Give the listing below as a two-column CSV with the headers instruction and response. Use one row for each labeling instruction, with its text and its answer each in one quoted field and all line breaks turned into spaces, and leave the pictures out of the answer.

[Records taken from a data source]
⁂
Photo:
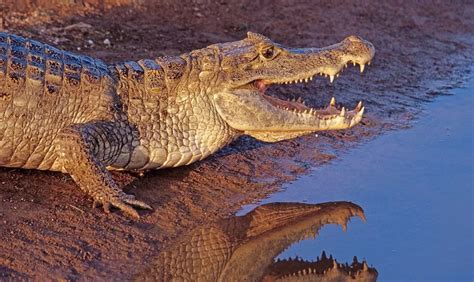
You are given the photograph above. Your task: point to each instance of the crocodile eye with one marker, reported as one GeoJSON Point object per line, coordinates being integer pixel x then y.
{"type": "Point", "coordinates": [269, 53]}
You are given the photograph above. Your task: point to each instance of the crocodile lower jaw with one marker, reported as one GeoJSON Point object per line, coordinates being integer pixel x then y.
{"type": "Point", "coordinates": [298, 106]}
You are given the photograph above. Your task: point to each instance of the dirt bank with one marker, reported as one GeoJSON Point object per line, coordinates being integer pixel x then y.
{"type": "Point", "coordinates": [47, 227]}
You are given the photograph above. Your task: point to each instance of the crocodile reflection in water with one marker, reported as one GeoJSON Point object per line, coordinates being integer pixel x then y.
{"type": "Point", "coordinates": [245, 247]}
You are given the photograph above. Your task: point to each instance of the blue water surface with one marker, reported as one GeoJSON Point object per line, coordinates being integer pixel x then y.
{"type": "Point", "coordinates": [416, 187]}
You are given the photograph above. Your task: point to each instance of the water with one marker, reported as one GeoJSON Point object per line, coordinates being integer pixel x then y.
{"type": "Point", "coordinates": [416, 187]}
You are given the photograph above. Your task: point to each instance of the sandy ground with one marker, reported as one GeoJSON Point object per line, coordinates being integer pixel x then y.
{"type": "Point", "coordinates": [47, 225]}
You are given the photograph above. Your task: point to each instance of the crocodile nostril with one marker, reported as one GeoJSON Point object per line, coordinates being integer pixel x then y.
{"type": "Point", "coordinates": [353, 38]}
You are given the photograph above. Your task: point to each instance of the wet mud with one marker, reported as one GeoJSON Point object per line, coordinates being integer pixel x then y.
{"type": "Point", "coordinates": [47, 225]}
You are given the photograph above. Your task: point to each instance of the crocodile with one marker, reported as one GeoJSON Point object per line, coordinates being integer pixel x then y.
{"type": "Point", "coordinates": [75, 114]}
{"type": "Point", "coordinates": [244, 248]}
⁂
» Exercise result
instruction,response
"Photo: You are given the photograph above. Your task: point to each instance of the crocodile eye with one marker, reported as one GeoJSON Point object per line, coordinates being integer pixel x then y.","{""type"": ""Point"", ""coordinates"": [269, 53]}"
"You are given the photograph above. Your task: point to each instance of the crocodile lower jaw with one marker, reported as one GeoJSON Point object per line, coordinates being integer pixel x then y.","{""type"": ""Point"", ""coordinates"": [298, 106]}"
"You are given the photograph above. Your task: point to each instance of the dirt bank with one marker, reported as one GeoJSON Point object per line, coordinates being integer pixel x then y.","{""type"": ""Point"", ""coordinates"": [47, 227]}"
"You are given the photograph above. Your task: point to each instance of the crocodile reflection in water with one marker, reported as one GeoJSON Point object per line, coordinates being integer pixel x then y.","{""type"": ""Point"", ""coordinates"": [245, 247]}"
"You are given the photograph above. Your task: point to each instance of the blue water surface with one marker, reported as one GeoJSON Point object per line, coordinates being integer pixel x then y.","{""type"": ""Point"", ""coordinates"": [416, 187]}"
"You are given the photograph above. Your task: point to each instance of the water with one marker, reported as one GeoJSON Point object per line, coordinates being integer pixel x then y.","{""type"": ""Point"", ""coordinates"": [416, 187]}"
"You are given the photograph above. Your task: point to each instance of the sandy ground with one marker, reported as one GeoJSON Point object per line, coordinates being integer pixel x then y.","{""type"": ""Point"", ""coordinates"": [47, 225]}"
"You are given the photograph above. Your task: point to each instance of the crocodile nostril with one marker, reported as one GeoJSON Point object per line, coordinates being integer pixel x then y.","{""type"": ""Point"", ""coordinates"": [353, 38]}"
"You are given the photograph above. Your task: point to each instance of the wet mud with one marker, reported as one GeoJSON Point object per line, coordinates being integer pixel x then y.","{""type"": ""Point"", ""coordinates"": [47, 225]}"
"You are given the photograph above. Your task: point to each instance of the crocodile with one marker, reported as one GeoJSON Point object per line, coordinates being integer pixel x then y.","{""type"": ""Point"", ""coordinates"": [75, 114]} {""type"": ""Point"", ""coordinates"": [244, 248]}"